## WHAT NEEDS TO BE DONE
Could you extract every entry below and reproduce it exactly?

Entries from a point annotation set:
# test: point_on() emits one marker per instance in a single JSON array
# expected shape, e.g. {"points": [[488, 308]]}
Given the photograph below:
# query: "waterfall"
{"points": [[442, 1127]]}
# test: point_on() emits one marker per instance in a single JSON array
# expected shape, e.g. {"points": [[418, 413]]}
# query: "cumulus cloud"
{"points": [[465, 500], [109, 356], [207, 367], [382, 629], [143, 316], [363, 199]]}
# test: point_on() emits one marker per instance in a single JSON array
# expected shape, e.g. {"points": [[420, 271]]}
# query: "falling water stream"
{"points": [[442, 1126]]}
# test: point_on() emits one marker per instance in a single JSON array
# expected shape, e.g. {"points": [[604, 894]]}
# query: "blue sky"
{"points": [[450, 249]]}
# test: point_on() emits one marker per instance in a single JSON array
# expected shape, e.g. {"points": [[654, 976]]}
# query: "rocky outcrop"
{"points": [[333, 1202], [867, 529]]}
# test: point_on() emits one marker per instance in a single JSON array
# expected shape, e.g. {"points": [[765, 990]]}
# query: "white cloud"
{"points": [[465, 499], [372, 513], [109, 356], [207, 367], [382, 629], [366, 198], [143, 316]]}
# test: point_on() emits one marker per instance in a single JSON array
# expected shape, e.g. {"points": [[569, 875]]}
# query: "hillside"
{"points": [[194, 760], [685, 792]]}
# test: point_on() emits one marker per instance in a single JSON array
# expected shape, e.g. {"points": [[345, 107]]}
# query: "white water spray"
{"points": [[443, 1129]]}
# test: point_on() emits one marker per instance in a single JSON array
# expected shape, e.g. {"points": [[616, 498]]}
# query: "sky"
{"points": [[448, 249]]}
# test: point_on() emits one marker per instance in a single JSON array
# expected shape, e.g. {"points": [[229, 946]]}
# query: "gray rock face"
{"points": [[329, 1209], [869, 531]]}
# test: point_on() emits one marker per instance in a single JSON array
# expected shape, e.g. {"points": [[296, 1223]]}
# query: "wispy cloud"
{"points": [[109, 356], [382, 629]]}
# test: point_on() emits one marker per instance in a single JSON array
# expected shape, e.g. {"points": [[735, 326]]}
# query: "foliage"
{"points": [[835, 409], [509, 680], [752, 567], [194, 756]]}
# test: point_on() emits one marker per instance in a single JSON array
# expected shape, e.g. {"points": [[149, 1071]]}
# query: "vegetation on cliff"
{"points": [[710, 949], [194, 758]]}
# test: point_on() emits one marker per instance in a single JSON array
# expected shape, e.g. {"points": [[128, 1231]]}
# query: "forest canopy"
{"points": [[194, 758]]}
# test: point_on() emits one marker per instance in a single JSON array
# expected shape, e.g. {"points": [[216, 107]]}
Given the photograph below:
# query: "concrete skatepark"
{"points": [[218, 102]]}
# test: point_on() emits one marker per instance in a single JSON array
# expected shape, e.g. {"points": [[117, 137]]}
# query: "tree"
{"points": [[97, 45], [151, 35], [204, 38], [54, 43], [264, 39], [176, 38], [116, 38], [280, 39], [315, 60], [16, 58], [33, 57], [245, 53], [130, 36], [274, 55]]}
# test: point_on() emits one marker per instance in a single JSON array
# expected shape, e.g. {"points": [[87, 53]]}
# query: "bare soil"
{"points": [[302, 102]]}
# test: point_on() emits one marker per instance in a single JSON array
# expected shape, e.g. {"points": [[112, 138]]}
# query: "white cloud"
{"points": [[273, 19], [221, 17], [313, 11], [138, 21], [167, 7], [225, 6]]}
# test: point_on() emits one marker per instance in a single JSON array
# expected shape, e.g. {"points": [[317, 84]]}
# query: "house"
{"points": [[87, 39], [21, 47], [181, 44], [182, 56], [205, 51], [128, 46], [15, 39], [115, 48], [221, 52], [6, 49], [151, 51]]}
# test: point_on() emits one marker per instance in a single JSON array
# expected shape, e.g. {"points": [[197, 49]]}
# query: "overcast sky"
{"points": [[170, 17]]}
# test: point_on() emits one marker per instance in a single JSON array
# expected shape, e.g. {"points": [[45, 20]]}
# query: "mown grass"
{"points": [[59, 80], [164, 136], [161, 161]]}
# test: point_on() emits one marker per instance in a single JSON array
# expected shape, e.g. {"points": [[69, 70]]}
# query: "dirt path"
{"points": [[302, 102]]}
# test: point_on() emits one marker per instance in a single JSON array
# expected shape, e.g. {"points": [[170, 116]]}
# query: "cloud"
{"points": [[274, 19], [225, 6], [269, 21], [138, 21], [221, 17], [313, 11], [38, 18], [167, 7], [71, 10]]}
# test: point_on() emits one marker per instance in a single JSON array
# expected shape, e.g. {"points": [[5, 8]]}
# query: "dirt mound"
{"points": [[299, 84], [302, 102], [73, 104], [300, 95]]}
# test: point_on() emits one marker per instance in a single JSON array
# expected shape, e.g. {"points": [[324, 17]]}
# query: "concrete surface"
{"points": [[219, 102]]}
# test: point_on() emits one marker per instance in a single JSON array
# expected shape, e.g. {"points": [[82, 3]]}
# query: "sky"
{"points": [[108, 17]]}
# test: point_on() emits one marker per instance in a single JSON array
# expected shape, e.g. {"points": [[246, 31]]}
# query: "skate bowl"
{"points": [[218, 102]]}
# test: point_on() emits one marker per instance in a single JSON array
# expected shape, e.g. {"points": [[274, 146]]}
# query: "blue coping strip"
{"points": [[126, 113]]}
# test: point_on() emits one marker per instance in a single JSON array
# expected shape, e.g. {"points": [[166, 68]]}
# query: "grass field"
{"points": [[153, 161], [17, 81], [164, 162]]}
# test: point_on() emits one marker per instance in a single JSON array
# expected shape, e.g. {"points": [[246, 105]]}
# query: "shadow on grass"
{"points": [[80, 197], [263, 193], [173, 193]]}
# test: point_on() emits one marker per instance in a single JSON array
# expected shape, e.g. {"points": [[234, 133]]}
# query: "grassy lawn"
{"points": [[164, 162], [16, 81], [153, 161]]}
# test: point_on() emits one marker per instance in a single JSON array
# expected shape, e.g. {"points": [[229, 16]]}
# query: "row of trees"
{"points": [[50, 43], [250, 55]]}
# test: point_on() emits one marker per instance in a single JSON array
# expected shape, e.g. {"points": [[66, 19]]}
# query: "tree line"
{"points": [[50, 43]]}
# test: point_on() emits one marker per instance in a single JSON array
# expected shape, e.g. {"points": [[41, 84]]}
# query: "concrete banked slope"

## SOLUTION
# test: point_on() emits one marker per instance in a single JSON array
# expected shape, e.g. {"points": [[488, 308]]}
Given the photograph below:
# query: "waterfall"
{"points": [[442, 1127]]}
# test: point_on() emits one marker per instance in a single JSON array
# expected shape, e.g. {"points": [[418, 413]]}
# query: "cumulus cloud"
{"points": [[465, 500], [109, 356], [207, 367], [382, 629], [143, 316], [363, 199]]}
# test: point_on() emits one marker per instance in a single JSON array
# expected shape, e.g. {"points": [[420, 271]]}
# query: "falling water stream"
{"points": [[442, 1126]]}
# test: point_on() emits one marker per instance in a single JSON array
# expected shape, e.g. {"points": [[604, 894]]}
# query: "blue sky"
{"points": [[450, 249]]}
# test: point_on() emits one marker per instance in a single JSON array
# expected shape, e.g. {"points": [[654, 976]]}
# query: "rocky outcrop"
{"points": [[333, 1202], [867, 529]]}
# test: point_on() emits one marker per instance in a single JSON array
# expected shape, e.g. {"points": [[765, 990]]}
# query: "white cloud"
{"points": [[465, 499], [372, 513], [109, 356], [207, 367], [382, 629], [366, 198], [143, 316]]}
# test: point_on() emits one marker per instance in a single JSON array
# expected shape, e.g. {"points": [[569, 875]]}
# query: "hillside"
{"points": [[194, 760], [685, 792]]}
# test: point_on() emits one marker per instance in a single JSON array
# expected shape, e.g. {"points": [[345, 107]]}
# query: "white water spray"
{"points": [[443, 1129]]}
# test: point_on() emits one marker per instance in a single JSON array
# expected shape, e.g. {"points": [[616, 498]]}
# query: "sky"
{"points": [[448, 249]]}
# test: point_on() emits one marker per instance in a single JSON array
# expected shape, e.g. {"points": [[229, 946]]}
# query: "gray rock face"
{"points": [[329, 1209], [869, 531]]}
# test: point_on() emits one marker per instance in a single JSON array
# expected shape, e.g. {"points": [[296, 1223]]}
# query: "wispy cloud"
{"points": [[109, 356], [382, 629]]}
# test: point_on() emits one marker per instance in a single JSON array
# expected shape, e.g. {"points": [[735, 326]]}
# query: "foliage"
{"points": [[835, 409], [509, 680], [752, 567], [194, 756]]}
# test: point_on() emits one marker per instance in a single JSON array
# expected shape, e.g. {"points": [[149, 1071]]}
# query: "vegetation on cliff"
{"points": [[710, 949], [194, 758]]}
# test: point_on() emits one marker per instance in a single JSON array
# expected shape, e.g. {"points": [[128, 1231]]}
# query: "forest canopy"
{"points": [[194, 758]]}
# test: point_on() emits one marker per instance in a single JSON array
# expected shape, e.g. {"points": [[216, 107]]}
Given the photograph below:
# query: "concrete skatepark"
{"points": [[218, 102]]}
# test: point_on() emits one marker per instance in a single JSON array
# expected shape, e.g. {"points": [[117, 137]]}
# query: "tree"
{"points": [[97, 45], [151, 35], [204, 38], [54, 43], [264, 39], [176, 38], [116, 38], [280, 39], [315, 60], [16, 58], [33, 57], [245, 53], [130, 36], [274, 55]]}
# test: point_on() emits one marker per instance in a single JSON array
# expected shape, e.g. {"points": [[87, 53]]}
# query: "bare soil"
{"points": [[302, 102]]}
# test: point_on() emits one marker per instance in a single JSON array
# expected shape, e.g. {"points": [[112, 138]]}
# query: "white cloud"
{"points": [[273, 19], [221, 17], [313, 11], [138, 21], [167, 7], [225, 6]]}
# test: point_on() emits one marker per instance in a single JSON array
# expected shape, e.g. {"points": [[317, 84]]}
# query: "house"
{"points": [[87, 39], [21, 47], [181, 44], [182, 56], [205, 51], [128, 46], [15, 39], [115, 48], [221, 52], [6, 49], [151, 51]]}
# test: point_on() emits one marker per instance in a single JSON array
# expected shape, e.g. {"points": [[197, 49]]}
# query: "overcast sky"
{"points": [[170, 17]]}
# test: point_on() emits one marker per instance in a single JSON array
# expected shape, e.g. {"points": [[45, 20]]}
# query: "mown grass"
{"points": [[59, 80], [164, 136], [161, 161]]}
# test: point_on() emits one marker per instance in a single JSON array
# expected shape, e.g. {"points": [[69, 70]]}
# query: "dirt path"
{"points": [[302, 102]]}
# test: point_on() emits one marker per instance in a single JSON array
# expected shape, e.g. {"points": [[170, 116]]}
# query: "cloud"
{"points": [[274, 19], [225, 6], [269, 21], [138, 21], [221, 17], [313, 11], [38, 18], [167, 7], [71, 10]]}
# test: point_on() emits one marker per instance in a single JSON array
# expected shape, e.g. {"points": [[5, 8]]}
# query: "dirt mound"
{"points": [[299, 84], [302, 102], [73, 104], [300, 95]]}
# test: point_on() emits one marker per instance in a single JSON array
# expected shape, e.g. {"points": [[324, 17]]}
# query: "concrete surface"
{"points": [[219, 102]]}
# test: point_on() emits one marker per instance in a single JSON array
# expected shape, e.g. {"points": [[82, 3]]}
# query: "sky"
{"points": [[108, 17]]}
# test: point_on() emits one marker per instance in a single JSON array
# expected shape, e.g. {"points": [[246, 31]]}
# query: "skate bowl"
{"points": [[218, 102]]}
# test: point_on() emits one marker per instance in a single JSON array
# expected shape, e.g. {"points": [[274, 146]]}
# query: "blue coping strip"
{"points": [[126, 113]]}
# test: point_on() emits one marker per instance in a single JSON array
# expected shape, e.g. {"points": [[166, 68]]}
# query: "grass field"
{"points": [[153, 161], [17, 81], [164, 162]]}
# test: point_on() emits one marker per instance in a single JSON array
# expected shape, e.g. {"points": [[246, 105]]}
# query: "shadow on grass"
{"points": [[80, 197], [263, 193], [173, 193]]}
# test: point_on() emits one marker per instance in a single JSON array
# expected shape, e.g. {"points": [[234, 133]]}
# query: "grassy lawn"
{"points": [[164, 162], [16, 81], [153, 161]]}
# test: point_on() emits one marker per instance in a single JSON array
# expected shape, e.g. {"points": [[229, 16]]}
# query: "row of trees"
{"points": [[50, 43], [250, 55]]}
# test: point_on() emits one marker per instance in a single JSON array
# expected shape, e.g. {"points": [[66, 19]]}
# query: "tree line"
{"points": [[50, 43]]}
# test: point_on() emits one marker per instance in a single JSON array
# expected shape, e.g. {"points": [[41, 84]]}
# query: "concrete banked slope"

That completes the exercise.